++++ Material for this task ++++
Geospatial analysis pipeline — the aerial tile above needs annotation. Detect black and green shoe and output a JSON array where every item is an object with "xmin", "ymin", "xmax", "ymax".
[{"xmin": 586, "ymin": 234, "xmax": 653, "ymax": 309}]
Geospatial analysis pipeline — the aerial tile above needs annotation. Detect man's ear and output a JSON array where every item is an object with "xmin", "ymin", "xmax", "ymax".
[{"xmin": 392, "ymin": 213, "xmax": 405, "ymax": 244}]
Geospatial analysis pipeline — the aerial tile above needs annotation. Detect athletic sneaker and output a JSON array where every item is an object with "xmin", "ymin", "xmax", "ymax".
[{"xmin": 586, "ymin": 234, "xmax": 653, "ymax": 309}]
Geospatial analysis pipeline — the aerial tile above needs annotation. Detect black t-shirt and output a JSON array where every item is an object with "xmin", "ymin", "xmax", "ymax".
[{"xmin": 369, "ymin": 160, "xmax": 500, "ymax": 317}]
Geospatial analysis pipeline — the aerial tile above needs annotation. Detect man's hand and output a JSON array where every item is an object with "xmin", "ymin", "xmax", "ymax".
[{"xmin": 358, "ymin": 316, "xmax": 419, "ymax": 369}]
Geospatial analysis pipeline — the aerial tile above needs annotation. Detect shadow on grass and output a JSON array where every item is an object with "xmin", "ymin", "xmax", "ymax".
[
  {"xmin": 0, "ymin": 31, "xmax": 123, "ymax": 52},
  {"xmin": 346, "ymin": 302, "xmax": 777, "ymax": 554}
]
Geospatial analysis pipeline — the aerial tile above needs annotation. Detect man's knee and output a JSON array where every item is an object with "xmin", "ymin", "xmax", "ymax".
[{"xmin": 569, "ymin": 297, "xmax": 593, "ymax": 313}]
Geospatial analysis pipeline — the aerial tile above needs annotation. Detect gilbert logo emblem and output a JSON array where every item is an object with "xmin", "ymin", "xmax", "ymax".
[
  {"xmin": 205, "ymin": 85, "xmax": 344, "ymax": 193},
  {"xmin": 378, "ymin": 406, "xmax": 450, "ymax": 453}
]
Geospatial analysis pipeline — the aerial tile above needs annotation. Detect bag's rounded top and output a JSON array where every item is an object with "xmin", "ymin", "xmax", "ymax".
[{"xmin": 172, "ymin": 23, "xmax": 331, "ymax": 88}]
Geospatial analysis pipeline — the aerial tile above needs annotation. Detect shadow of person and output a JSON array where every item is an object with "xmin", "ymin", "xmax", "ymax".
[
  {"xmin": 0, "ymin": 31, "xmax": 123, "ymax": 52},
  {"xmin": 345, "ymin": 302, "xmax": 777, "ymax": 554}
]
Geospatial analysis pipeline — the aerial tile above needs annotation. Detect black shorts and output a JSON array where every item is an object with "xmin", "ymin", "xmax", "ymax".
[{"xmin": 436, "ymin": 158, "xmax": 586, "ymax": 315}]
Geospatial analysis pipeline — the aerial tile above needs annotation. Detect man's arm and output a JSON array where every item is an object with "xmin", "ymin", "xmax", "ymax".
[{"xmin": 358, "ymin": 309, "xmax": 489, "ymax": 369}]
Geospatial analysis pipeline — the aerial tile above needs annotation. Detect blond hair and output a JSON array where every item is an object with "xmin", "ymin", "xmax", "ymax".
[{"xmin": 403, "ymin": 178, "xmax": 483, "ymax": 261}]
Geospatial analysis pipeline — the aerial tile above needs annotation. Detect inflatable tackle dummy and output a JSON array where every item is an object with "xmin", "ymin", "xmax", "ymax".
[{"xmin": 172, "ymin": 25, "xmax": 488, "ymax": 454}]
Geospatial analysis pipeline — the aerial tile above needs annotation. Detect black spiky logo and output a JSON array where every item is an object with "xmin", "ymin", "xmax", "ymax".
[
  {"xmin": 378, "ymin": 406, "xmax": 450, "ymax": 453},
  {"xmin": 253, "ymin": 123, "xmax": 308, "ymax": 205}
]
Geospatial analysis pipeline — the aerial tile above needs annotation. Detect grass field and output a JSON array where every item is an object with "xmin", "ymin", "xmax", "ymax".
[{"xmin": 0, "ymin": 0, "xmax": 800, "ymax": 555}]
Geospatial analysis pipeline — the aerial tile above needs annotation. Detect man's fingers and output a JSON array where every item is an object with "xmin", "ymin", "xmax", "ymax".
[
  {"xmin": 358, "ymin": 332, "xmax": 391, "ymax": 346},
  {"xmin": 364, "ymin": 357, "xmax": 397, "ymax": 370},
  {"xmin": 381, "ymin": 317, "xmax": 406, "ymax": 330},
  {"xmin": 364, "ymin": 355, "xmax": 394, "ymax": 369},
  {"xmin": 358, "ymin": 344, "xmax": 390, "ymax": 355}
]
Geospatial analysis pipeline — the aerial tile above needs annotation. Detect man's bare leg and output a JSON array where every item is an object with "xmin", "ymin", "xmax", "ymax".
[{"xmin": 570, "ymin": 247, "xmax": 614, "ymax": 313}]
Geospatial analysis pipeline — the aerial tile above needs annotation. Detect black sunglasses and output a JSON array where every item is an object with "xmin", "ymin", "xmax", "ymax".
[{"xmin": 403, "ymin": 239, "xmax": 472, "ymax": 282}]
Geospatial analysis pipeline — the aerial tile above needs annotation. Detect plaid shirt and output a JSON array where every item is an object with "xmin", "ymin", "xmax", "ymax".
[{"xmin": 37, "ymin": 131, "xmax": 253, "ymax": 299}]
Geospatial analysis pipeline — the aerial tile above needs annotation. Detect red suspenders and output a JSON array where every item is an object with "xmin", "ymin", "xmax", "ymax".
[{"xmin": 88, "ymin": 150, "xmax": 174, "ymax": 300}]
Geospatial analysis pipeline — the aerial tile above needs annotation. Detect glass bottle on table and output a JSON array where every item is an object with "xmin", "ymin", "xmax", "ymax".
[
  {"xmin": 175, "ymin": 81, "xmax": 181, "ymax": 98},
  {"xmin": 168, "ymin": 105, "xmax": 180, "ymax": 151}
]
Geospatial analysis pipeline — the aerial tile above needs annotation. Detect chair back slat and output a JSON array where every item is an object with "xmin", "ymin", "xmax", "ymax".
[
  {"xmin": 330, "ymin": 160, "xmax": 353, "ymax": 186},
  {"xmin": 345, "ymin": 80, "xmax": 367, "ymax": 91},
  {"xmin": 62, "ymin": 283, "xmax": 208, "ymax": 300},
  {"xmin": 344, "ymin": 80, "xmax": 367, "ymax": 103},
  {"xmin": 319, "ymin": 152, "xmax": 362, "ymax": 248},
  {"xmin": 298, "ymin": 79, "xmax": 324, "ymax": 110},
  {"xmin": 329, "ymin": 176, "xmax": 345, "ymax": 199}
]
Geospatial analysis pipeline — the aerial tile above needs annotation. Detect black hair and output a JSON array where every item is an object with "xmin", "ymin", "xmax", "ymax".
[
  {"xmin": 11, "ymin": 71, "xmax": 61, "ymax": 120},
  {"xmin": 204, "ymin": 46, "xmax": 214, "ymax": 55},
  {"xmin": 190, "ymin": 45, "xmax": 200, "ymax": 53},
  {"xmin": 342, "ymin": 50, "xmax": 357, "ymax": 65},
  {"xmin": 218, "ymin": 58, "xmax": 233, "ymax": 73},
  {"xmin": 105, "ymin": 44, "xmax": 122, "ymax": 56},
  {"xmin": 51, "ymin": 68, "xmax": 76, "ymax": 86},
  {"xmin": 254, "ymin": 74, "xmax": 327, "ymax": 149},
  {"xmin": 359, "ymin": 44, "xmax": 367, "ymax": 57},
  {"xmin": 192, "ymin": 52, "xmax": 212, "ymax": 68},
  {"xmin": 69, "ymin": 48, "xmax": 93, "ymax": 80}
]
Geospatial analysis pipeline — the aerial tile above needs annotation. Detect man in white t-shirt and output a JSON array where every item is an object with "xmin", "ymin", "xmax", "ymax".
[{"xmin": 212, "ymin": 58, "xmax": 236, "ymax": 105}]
++++
• _Task prompt_
Which lines above contain the string "shirt"? Select every such line and copy it in full. Case counts.

• _Exercise response_
Geospatial analysis pipeline — the aerial tile above needs annotation. Detect black t-shirt and output a JSON array where every item is an object with "xmin", "ymin", "xmax", "ymax".
Geospatial analysis pipeline — the aerial tile above needs annotation. Detect plaid shirt and output a JSON array where every item is an object with "xmin", "ymin", "xmax", "ymax".
Geospatial analysis pipeline — the aerial tile above needs annotation. Detect man in white t-shirt and output a JSON array where every item is an object with "xmin", "ymin", "xmax", "ymax".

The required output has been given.